— begin DOCUMENT EXCERPT —
I have measured the HD560S before, but that one had one of the earcups perform significantly different than the other (much more energy at 1-3 kHz).
Your unit (#0141) performs basically identical to the well-performing earcup of the first unit I measured.
I couldn't get the same performance in the bass in all measurements, which is likely caused by seal. I did verify that by doing one measurement on the 43AG (which has a flat cheek), where it performed just as expected. The other measurements are done on the 45BC, where not all headphones get a good seal.
For the EQ settings I used the low-frequency performance as measured on the 43AC, which is closer to what we hear when wearing them on a human head (where the headphones seal more easily due to the flexible skin).
Channel Matching on your Headphone:
Sensitivity Measurement:
This shows how the SPL increases at increasing signal voltage. From this we can very accurately calculate the sensitivity. You'll notice that for very low frequencies, the measured frequency response starts to become slightly different at very high signal levels, that's because the driver can't reach the full excursion anymore and starts saturating/distorting. Remember though that this only happens at very high signal levels. Not a big problem.
All Measured Frequency Response as an Overlay:
this shows how much power compression is happening: at 20 Hz the SPL is about 2 dB lower than expected when the headphone is playing at full power (>113 dB).
— end DOCUMENT EXCERPT —
— begin DATA FOR THIS EXERCISE —
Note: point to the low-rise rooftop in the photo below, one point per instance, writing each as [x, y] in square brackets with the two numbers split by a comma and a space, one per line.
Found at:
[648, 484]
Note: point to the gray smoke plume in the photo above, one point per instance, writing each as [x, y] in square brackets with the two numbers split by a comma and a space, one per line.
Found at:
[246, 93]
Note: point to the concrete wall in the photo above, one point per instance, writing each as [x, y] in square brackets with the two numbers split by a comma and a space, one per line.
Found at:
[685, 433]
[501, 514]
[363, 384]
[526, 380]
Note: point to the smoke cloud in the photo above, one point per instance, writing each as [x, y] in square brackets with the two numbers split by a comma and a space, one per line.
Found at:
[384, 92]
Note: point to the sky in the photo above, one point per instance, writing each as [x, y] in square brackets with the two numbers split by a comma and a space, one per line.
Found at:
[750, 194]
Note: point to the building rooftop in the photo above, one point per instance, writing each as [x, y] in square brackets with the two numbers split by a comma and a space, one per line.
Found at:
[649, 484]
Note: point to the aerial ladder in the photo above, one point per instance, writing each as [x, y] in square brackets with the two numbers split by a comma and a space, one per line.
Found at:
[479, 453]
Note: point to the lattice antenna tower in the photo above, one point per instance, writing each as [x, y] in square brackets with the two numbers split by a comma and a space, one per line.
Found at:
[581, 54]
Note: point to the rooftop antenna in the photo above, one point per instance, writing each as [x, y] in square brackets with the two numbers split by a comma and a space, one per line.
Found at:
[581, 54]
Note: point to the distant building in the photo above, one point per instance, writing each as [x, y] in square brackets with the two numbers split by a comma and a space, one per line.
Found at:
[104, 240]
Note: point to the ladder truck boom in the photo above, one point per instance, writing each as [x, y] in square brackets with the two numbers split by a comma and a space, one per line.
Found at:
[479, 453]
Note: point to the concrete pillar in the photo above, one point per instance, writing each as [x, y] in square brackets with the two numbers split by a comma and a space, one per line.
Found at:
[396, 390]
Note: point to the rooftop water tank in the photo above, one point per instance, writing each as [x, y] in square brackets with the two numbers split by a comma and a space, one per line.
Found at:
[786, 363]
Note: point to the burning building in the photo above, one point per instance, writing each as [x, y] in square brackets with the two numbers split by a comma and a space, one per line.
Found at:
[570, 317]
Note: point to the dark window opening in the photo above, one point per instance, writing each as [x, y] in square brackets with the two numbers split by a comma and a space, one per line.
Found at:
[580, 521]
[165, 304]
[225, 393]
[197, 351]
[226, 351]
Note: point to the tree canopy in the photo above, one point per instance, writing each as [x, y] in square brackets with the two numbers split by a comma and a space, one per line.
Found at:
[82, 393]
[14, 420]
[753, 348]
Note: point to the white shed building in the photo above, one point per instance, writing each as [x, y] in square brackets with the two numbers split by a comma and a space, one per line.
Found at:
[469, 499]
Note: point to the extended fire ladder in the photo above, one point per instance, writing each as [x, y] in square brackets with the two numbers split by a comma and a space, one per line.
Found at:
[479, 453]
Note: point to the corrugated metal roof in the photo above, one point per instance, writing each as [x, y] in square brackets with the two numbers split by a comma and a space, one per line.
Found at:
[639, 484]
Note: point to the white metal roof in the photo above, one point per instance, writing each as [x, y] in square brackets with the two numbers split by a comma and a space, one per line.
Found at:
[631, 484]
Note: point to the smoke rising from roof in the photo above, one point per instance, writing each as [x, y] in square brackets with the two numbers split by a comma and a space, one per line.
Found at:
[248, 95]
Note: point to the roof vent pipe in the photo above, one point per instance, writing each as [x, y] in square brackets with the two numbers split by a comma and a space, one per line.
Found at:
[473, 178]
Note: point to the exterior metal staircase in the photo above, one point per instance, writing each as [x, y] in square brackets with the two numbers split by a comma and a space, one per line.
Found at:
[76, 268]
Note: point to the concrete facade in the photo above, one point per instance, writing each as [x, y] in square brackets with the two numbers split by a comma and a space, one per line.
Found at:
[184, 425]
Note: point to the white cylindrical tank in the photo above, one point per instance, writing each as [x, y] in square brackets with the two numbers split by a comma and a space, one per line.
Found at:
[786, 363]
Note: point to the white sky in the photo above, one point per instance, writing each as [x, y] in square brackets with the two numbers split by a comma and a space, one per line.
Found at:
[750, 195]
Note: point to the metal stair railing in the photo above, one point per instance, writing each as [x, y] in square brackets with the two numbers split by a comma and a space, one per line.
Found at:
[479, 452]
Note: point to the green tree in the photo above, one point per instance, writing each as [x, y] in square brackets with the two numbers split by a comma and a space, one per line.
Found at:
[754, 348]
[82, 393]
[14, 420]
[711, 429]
— end DATA FOR THIS EXERCISE —
PROBLEMS ▸
A. Pull out every row that contains the word "ladder".
B. Carry on the HD560S measurement notes from the point where they stop.
The rows are unrelated to the text about measuring the HD560S headphones.

ANSWERS PER TASK ▸
A.
Note: point to the aerial ladder in the photo above, one point per instance, writing each as [x, y] in square brackets with the two numbers split by a comma and a space, one per line.
Note: point to the ladder truck boom in the photo above, one point per instance, writing each as [x, y] in square brackets with the two numbers split by a comma and a space, one per line.
Note: point to the extended fire ladder in the photo above, one point per instance, writing each as [x, y] in square brackets with the two numbers split by a comma and a space, one per line.

B.
I did measure the headphone up to 1.75 Vrms / 2.5 Vp (25 mW).
For a more detailed view:
Here's the measured SPL at 100 Hz over different input levels . When we scale the voltage-axis logarithmically, we get a linear curve. That's the "characteristic curve" ("how much output at a given input").
At 20 Hz, the characteristic curve starts to become nonlinear:
The power compression itself ("SPL being lower than expected") isn't audible, but what could be audible is the effects of that: The power compression necessarily causes harmonic distortion (because the characteristic curve is nonlinear).
So if we look at THD at different voltage levels, we see that for very high levels (equivalent to 113 dB at 1 kHz) we see 5% THD at 20 Hz:
A more intuitive view is to plot the THD-axis logarithmically:
There we see that the THD rises by a fixed amount depending on the input voltage, as we would expect from a system like that.
All of that is interesting to look at of course, but it is of no big concern when actually listening.
The biggest issues of the HD560S are the treble peaks at 4-6 kHz. The rest is fine actually.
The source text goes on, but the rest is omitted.